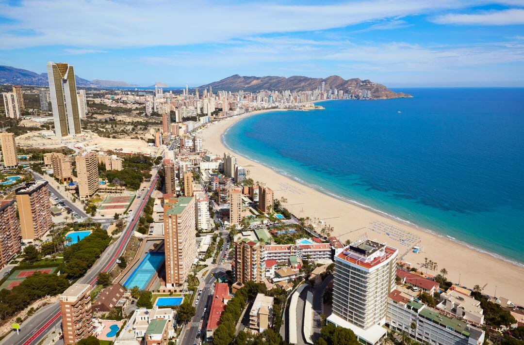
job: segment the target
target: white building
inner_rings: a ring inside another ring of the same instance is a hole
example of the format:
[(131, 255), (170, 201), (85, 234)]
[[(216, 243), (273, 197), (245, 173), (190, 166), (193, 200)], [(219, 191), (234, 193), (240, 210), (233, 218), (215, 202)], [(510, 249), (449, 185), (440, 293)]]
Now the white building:
[(398, 250), (367, 238), (335, 256), (333, 313), (328, 321), (351, 329), (361, 342), (381, 342)]

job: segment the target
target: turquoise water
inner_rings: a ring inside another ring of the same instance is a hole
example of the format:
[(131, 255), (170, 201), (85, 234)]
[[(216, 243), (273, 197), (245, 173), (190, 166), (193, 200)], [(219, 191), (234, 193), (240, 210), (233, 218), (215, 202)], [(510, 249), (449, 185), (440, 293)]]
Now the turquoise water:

+---+

## Directive
Retype all of the entries exactly as written, leaving out any images.

## Result of this task
job: segment the target
target: white building
inner_rings: a ring inside another ring of the same instance is a hole
example of the format:
[(131, 255), (170, 201), (85, 234)]
[[(216, 243), (273, 197), (245, 173), (190, 166), (193, 200)], [(219, 191), (234, 193), (240, 210), (233, 218), (215, 202)], [(510, 249), (449, 185), (440, 293)]]
Now the white building:
[(398, 250), (367, 238), (335, 256), (333, 313), (328, 321), (351, 329), (361, 342), (381, 342)]

job: segment the target
target: turquoise water
inner_rings: a ring inside another ring of the same instance is a hole
example of the format:
[(131, 255), (170, 201), (85, 234)]
[[(216, 243), (273, 197), (245, 173), (190, 166), (193, 200)], [(219, 191), (234, 193), (240, 210), (233, 218), (215, 202)], [(510, 249), (449, 185), (440, 293)]]
Now the turquoise water:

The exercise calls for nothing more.